[Material shown — start]

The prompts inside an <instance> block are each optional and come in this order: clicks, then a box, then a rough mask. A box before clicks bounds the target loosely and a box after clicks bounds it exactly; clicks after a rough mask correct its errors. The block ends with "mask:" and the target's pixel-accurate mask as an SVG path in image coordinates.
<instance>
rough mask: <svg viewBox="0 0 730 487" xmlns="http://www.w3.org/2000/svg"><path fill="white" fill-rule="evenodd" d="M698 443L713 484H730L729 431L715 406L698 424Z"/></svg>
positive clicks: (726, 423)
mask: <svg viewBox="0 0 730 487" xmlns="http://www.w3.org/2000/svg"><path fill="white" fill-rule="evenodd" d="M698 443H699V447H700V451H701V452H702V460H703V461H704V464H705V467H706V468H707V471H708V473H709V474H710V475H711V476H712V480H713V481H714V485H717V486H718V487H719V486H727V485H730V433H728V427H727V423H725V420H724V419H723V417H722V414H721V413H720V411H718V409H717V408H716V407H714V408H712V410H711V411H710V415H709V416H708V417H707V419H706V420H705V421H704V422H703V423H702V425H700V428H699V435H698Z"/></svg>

[Material shown — finish]

— Goal of the exercise —
All the entries above must be repeated exactly as they were given.

— Answer box —
The prompts inside an <instance> block are each optional and come in this order: clicks, then a box, then a rough mask. A box before clicks bounds the target loosely and a box after clicks bounds it exactly; clicks after a rough mask correct its errors. The block ends with "mask:" and the target's pixel-accurate mask as an SVG path in image coordinates.
<instance>
rough mask: <svg viewBox="0 0 730 487" xmlns="http://www.w3.org/2000/svg"><path fill="white" fill-rule="evenodd" d="M698 443L713 484H730L729 431L715 406L698 424Z"/></svg>
positive clicks: (726, 423)
mask: <svg viewBox="0 0 730 487" xmlns="http://www.w3.org/2000/svg"><path fill="white" fill-rule="evenodd" d="M698 443H699V447H700V451H701V452H702V460H703V461H704V464H705V467H706V468H707V471H708V473H709V474H710V475H711V476H712V480H713V481H714V485H717V486H718V487H719V486H727V485H730V433H728V427H727V423H725V420H724V419H723V417H722V414H721V413H720V411H718V409H717V408H716V407H714V408H712V410H711V411H710V415H709V416H708V417H707V419H706V420H705V421H704V422H703V423H702V425H700V428H699V435H698Z"/></svg>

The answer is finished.